-- EXERCISE DIRECTIONS --
Exactly as written, output each record given below.

————————

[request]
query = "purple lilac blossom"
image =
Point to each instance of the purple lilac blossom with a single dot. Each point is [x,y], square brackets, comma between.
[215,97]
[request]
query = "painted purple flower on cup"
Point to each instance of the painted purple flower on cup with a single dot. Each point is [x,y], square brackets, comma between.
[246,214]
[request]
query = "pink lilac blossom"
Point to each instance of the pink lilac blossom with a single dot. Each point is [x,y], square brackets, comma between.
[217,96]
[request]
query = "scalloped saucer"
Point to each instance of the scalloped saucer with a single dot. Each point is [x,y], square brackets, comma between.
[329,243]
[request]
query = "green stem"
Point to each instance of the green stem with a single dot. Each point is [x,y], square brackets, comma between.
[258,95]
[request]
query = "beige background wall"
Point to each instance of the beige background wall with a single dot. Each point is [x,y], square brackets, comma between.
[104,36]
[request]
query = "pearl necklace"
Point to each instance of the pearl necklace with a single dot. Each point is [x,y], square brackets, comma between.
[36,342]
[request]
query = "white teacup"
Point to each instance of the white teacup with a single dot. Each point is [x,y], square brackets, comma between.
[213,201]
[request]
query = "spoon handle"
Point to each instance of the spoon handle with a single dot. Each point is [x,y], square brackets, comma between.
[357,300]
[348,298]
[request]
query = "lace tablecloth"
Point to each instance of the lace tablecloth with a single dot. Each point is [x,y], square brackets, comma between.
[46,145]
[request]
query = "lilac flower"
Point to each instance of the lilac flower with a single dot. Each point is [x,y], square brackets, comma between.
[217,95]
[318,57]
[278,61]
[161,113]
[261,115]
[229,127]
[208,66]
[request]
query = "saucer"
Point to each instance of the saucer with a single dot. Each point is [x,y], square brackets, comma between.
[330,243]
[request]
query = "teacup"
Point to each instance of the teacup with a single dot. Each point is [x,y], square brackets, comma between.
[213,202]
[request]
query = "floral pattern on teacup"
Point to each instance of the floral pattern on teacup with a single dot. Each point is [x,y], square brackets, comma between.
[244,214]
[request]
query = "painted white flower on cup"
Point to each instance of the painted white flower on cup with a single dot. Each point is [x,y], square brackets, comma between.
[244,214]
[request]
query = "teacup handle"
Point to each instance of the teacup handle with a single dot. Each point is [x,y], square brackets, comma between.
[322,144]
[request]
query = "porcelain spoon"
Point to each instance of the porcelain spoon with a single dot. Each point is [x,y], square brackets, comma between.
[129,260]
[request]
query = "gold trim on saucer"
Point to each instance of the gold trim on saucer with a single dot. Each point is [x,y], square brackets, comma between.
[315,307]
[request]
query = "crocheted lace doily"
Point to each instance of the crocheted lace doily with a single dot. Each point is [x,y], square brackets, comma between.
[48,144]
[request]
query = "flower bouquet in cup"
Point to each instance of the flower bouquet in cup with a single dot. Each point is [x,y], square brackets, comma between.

————————

-- EXERCISE ANSWER --
[request]
query = "purple lilac blossom"
image =
Point to each instance of the purple lilac blossom with a single dot. Each point is [x,y], square brackets, comma between.
[215,97]
[request]
query = "painted purple flower on cup"
Point to each instance of the painted purple flower on cup with a single dot. Each point is [x,y], square brackets, comma between.
[246,214]
[request]
query = "pink lilac blossom"
Point to each instance of the pink lilac blossom with a single dot. Each point is [x,y], square brackets, comma between.
[217,96]
[request]
query = "scalloped saucer"
Point to each instance of the scalloped saucer with a single dot. Each point is [x,y], square brackets, comma between.
[329,243]
[request]
query = "green stem"
Point to each instance of the green stem with a single dot. Each point is [x,y], square brackets, comma between.
[258,95]
[request]
query = "beige background wall"
Point to each instance of the beige background wall with a single dot. Each point is [x,y], square brackets, comma between.
[104,36]
[request]
query = "pearl necklace"
Point to each instance of the pearl necklace with a single dot. Each point is [x,y], square brackets, comma between.
[36,342]
[request]
query = "white teacup"
Point to each instance of the white teacup with a single dot. Each point is [x,y], square brackets, comma between.
[213,201]
[request]
query = "spoon handle"
Point to each instance of the spoon handle with a single dot. Each point is [x,y], square brackets, comma between.
[357,300]
[348,298]
[request]
query = "lace tablecloth"
Point to each instance of the lace tablecloth with a single dot. Each point is [x,y], square brackets, comma between.
[46,145]
[request]
query = "lilac flower"
Point to each instance of the lilac flower with a single dot. Each point is [x,y], square brackets, comma between.
[217,95]
[318,57]
[278,61]
[161,113]
[261,115]
[229,127]
[208,66]
[request]
query = "saucer"
Point to each instance of the saucer with a single dot. Each point is [x,y], square brackets, comma between.
[330,243]
[request]
query = "teacup"
Point to each instance of the teacup with a single dot. Each point is [x,y], square brackets, comma between.
[213,202]
[request]
query = "floral pattern on teacup"
Point to each instance of the floral pattern on teacup with a single dot. Each point is [x,y], square brackets, comma between.
[244,214]
[request]
query = "painted white flower on cup"
Point to each instance of the painted white flower on cup with a single dot. Each point is [x,y], square brackets, comma between.
[244,214]
[request]
query = "teacup handle"
Point to each instance of the teacup handle with a single dot. Each point is [x,y], square brackets, comma between.
[322,144]
[request]
query = "porcelain spoon"
Point to each instance of the porcelain spoon with a single dot. Each point is [x,y], square brackets, comma between.
[129,260]
[request]
query = "gold trim on saucer"
Point to each instance of the gold trim on saucer with a single dot. Each point is [x,y], square brackets, comma between.
[315,307]
[request]
query = "crocheted lace doily"
Point to each instance of the crocheted lace doily with a single dot. Each point is [x,y], square brackets, comma between.
[48,144]
[request]
query = "flower bouquet in cup"
Point to each instance of the flower bouquet in cup with a single dot. Each point is [x,y], square brackets, comma between.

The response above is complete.